-- AVAILABLE DATA follows --

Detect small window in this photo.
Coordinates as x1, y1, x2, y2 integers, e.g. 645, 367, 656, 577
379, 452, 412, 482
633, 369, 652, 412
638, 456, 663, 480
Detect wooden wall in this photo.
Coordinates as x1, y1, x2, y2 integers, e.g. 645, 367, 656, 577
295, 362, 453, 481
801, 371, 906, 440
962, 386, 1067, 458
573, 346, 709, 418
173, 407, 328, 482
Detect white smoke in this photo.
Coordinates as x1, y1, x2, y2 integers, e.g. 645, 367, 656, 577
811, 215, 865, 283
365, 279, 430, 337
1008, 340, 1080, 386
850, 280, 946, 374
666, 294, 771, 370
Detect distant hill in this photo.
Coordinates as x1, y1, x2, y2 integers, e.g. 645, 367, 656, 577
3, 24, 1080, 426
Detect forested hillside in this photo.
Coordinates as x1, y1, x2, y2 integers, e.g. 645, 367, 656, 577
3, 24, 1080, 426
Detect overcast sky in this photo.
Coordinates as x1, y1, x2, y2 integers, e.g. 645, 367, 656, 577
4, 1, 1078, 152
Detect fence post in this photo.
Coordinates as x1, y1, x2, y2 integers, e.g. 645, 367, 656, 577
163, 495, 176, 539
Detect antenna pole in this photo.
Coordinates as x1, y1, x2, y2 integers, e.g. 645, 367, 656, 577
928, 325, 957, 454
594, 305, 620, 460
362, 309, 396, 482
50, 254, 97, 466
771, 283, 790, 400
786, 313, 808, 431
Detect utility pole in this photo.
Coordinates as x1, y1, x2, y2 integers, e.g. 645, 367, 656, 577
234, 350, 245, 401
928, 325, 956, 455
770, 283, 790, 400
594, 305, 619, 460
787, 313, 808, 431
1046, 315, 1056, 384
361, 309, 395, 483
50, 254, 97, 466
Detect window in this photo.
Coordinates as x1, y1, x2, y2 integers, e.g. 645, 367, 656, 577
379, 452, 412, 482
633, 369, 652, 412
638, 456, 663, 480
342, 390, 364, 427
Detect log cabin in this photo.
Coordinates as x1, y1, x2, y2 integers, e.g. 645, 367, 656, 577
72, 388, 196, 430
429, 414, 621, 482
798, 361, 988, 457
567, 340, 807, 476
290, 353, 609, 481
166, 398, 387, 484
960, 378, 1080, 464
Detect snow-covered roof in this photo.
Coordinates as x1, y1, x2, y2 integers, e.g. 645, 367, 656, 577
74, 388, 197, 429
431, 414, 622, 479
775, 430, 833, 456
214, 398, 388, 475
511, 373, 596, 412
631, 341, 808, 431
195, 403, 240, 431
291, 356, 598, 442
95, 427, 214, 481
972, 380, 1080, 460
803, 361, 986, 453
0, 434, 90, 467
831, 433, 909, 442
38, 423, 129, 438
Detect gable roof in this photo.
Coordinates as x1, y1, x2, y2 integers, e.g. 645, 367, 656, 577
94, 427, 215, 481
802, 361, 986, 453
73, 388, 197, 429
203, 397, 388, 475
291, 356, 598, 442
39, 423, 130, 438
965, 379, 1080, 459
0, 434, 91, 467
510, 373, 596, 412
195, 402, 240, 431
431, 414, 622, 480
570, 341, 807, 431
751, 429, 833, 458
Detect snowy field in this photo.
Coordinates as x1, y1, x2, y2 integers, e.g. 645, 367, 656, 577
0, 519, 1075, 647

-- AVAILABLE DATA concluded --

- [EXERCISE]
How many of the lines above include the word "pole"? Give that number without comment.

- [RESULT]
2